== TEXTO PARA LEITURA ==

----

26 DE MARÇO DE 2021
55
É que, no meio da pressa, ficou para trás o real objetivo que devia nortear a política de resíduos: melhorar o
serviço às populações, reduzir os resíduos e elevar os padrões ambientais. E ficou para trás o respeito pela
autonomia do poder local.
Foram precisamente estas as razões que levaram o PCP a requerer a apreciação parlamentar deste decreto-
lei.
Um diploma estruturante na área do ambiente não pode ser tratado assim, quer pelo alcance do conteúdo
que encerra, quer pela multiplicidade de regimes que altera, quer pela sua extensão.
O Governo deu 15 dias aos implicados e aos cidadãos para se pronunciarem sobre um documento de 268
páginas. Não obstante os alertas da impossibilidade de analisar convenientemente o decreto, o Governo não
olhou para trás e ignorou o pedido da Associação Nacional de Municípios Portugueses para que se desse mais
tempo à discussão pública. Avançou, e avançou na lógica habitual, transferindo custos para as pessoas, taxando
as populações!
Sem fazer um balanço do regime em vigor e das alterações introduzidas nos últimos anos, optou pela receita
mais utilizada, aumentando a TGR, aumentando a fatura de cada família. Ora, nenhum dos argumentos para
justificar isto colhe.
Quando introduziram a TGR defenderam que esta serviria para melhorar a gestão de resíduos, para estimular
o cumprimento dos objetivos nacionais e melhorar o desempenho do setor. Mais de uma década depois, não se
conhece um investimento nos sistemas feito por conta da receita da TGR. A taxa serviu unicamente para
financiar o funcionamento de serviços da administração central.
Quanto à redução de resíduos e cumprimento dos objetivos nem seria preciso dizer muito, porque está à
vista. A quantidade de resíduos produzidos manteve-se sensivelmente a mesma e quanto aos destinos dados
aos resíduos continuamos com taxas de recolha seletiva e de reciclagem a rondar os 10%, enquanto persistem
valores de deposição em aterro esmagadores.

----

Segundo o texto sobre a política de resíduos, quantos dias o Governo deu aos implicados e aos cidadãos para se pronunciarem sobre o documento de 268 páginas? Este material provém de outra fonte.

== Excertos de um conjunto de dados sobre indicação de objetos ==
----

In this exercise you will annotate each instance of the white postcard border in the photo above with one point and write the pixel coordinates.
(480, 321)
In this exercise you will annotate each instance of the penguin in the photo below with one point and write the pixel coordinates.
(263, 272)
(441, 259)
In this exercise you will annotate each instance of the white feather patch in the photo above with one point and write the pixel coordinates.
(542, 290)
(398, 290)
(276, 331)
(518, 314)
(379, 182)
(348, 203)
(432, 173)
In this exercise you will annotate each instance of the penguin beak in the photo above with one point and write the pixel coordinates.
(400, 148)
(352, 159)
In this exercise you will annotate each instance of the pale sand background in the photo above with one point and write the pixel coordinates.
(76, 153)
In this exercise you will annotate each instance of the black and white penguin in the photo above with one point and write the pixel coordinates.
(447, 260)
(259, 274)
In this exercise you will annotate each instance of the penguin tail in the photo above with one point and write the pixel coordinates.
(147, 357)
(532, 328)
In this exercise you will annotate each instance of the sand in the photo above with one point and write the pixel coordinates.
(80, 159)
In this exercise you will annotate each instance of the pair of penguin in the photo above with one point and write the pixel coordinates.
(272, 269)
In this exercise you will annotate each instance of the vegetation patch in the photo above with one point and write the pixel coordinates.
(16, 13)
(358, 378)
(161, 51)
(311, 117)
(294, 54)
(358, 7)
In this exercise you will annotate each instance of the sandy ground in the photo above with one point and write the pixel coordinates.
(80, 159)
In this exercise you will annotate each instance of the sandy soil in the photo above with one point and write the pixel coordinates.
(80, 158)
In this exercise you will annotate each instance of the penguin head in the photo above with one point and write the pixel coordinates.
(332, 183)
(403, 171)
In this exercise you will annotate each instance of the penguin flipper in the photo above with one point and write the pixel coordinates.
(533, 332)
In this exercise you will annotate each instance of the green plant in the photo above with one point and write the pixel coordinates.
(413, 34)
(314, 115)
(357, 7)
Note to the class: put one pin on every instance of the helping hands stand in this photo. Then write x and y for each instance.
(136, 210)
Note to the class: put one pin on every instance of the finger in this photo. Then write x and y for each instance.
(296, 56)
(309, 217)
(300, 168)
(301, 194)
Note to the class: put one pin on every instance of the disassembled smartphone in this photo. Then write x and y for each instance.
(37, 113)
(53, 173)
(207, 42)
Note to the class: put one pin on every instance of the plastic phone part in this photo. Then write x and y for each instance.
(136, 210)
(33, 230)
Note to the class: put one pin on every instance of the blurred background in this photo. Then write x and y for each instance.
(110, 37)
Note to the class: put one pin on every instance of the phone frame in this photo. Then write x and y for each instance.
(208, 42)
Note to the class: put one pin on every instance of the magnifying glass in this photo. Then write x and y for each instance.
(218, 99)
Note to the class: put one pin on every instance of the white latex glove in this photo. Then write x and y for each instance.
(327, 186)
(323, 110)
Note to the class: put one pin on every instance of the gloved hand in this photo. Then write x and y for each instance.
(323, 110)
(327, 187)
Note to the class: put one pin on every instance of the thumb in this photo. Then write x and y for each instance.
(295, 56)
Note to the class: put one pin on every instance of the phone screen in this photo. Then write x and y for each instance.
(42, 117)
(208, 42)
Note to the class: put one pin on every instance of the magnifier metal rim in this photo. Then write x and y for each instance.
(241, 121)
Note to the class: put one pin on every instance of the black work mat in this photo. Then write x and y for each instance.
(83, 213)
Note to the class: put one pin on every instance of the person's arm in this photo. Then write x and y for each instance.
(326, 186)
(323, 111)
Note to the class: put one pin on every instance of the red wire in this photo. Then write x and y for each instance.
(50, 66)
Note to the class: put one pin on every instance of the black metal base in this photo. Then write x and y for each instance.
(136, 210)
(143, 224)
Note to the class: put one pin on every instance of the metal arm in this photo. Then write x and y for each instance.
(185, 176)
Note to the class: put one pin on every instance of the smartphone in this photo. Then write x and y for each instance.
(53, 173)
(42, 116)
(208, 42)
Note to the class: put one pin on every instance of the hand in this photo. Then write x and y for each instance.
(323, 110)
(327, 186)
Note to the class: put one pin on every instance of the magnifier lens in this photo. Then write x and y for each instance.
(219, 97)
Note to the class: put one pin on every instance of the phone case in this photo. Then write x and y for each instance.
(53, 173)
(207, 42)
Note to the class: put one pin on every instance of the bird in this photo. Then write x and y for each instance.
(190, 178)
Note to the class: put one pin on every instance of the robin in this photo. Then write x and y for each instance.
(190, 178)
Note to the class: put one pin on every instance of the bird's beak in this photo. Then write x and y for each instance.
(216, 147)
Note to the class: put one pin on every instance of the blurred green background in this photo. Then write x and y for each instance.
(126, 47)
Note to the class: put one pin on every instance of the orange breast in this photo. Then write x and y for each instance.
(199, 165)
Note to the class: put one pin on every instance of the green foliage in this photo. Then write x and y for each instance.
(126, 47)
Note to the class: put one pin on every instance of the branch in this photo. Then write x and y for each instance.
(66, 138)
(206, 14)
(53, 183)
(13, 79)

----

== RESPOSTA ==
O Governo deu 15 dias.